== Что сделать ==
**a)** Определите, согласуются ли с текстом о слухах о путче Рема утверждения ниже. На каждое ответьте «да» или «нет» и подтвердите ответ точной цитатой из текста. (i) Генерал Клейст сразу поверил донесениям о подготовке путча. (ii) Хайнес дал Клейсту слово чести, что СА ничего не замышляли против рейхсвера. (iii) Полковник Фромм объявил офицерам, что СС выступают на стороне Рема.
**b)** Продолжите текст о слухах о путче Рема, начиная сразу после его последней фразы.

== Выбранный текст ==
Еще 22 июня Гиммлер вызвал к себе барона Эберштейна, командира эсэсовской группы «Центр», открыл ему, что Рем спланировал переворот, и велел держать части СС в казармах в состоянии полной готовности. 23 июня полковник Фромм из штаба армии также объявил своим офицерам, что Рем готовит путч, что СС – на стороне рейхсвера и эсэсовцам следует выдавать оружие и, вообще, что им будет нужно. 24 июня главнокомандующий генерал Фрич предупредил всех командующих округами об угрозе переворота и что они должны втайне стягивать войска. 27 июня Гиммлер собрал командиров СД и велел им следить за лидерами СА и сообщать в штаб о каждом их подозрительном шаге. При всем том мало кто верил, что СА действительно готовят путч. Все это казалось фантасмагорией. Особенно скептически были настроены армейские офицеры. Вот пример с генералом Клейстом, командующим округом в Силезии. Басни о подготовке путча показались ему столь невероятными, что он предпринял шаг, который чуть не сорвал всю затею. Получив донесение о близком перевороте, генерал просто вызвал силезского командира штурмовиков Хайнеса и в открытую спросил его, правда ли это. Хайнес дал ему слово чести, что СА и в мыслях не имели ничего против рейхсвера. Клейста осенило: «А не стравливает ли нас – военных и СА – кто‑то третий? Я подумал о Гиммлере». Он поехал в Берлин и выложил генералу Фричу свои подозрения. Тот вызвал Рейхенау. Выслушав генералов, Рейхенау посверкал на них своим моноклем и ответил: «Это не исключено. Но теперь уже все равно слишком поздно».

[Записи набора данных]
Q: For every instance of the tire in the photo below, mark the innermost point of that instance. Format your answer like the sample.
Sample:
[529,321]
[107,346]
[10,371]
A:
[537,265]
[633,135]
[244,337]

== Ответы по заданиям ==
**a)**
(i) Нет: «Басни о подготовке путча показались ему столь невероятными, что он предпринял шаг, который чуть не сорвал всю затею».
(ii) Да: «Хайнес дал ему слово чести, что СА и в мыслях не имели ничего против рейхсвера».
(iii) Нет: «что СС – на стороне рейхсвера».

**b)**
|
Чтобы заставить замолчать скептиков, Гейдрих обрушил на военных и политиков лавину слухов, сплетен и поддельных документов, которые должны были устранить все сомнения. Дитрих демонстрировал в министерстве обороны так называемый расстрельный лист СА, из которого явствовало, что Рем собирается ликвидировать всех высших офицеров, начиная с генералов Бека и Фрича; другие представители СС показывали в округах и гарнизонах «документы СА», согласно которым предполагалось уволить практически всех старших офицеров. К Хальдеру, начальнику одного из окружных штабов, пришел вдруг некий обергруппенфюрер СА и осведомился а чем, собственно, Хальдер занят? Пусть отчитается, а то главный штаб СА планирует вскоре подчинить себе рейхсвер. Хальдер, конечно, отказался, после чего гость поспешно удалился и больше не приходил; тогда Хальдер заподозрил, что это был никакой не обергруппенфюрер и даже вовсе не из СА, а агент‑провокатор, посланный третьей стороной.
Генерал фон Рейхенау охотно поддерживал игру Гейдриха с документами. Однажды на стол начальнику армейской контрразведки Патцигу положили подписанный как бы Ремом приказ частям СА вооружаться, и Патциг, естественно, принес эту бумагу фон Рейхенау. Генерал принял негодующий вид и вскричал: «Ну все, самое время! Пора начинать!»
Гейдрих со своим компроматом имел в виду не только офицеров рейхсвера, он метил и в Гитлера, и тот не мог не знать об этом, тем более что и министр обороны постоянно жаловался канцлеру, что «СА вооружаются». Гитлер был и оставался до сих пор своего рода ахиллесовой пятой участников операции против Рема. Да, он дал согласие на акцию, но вдруг снова стал морщить нос. Возможно, он все еще жалел «старого товарища», а может быть, не хотел лишаться противовеса рейхсверу в системе баланса власти. Какова бы ни была причина, но время от времени он впадал в мрачную нерешительность.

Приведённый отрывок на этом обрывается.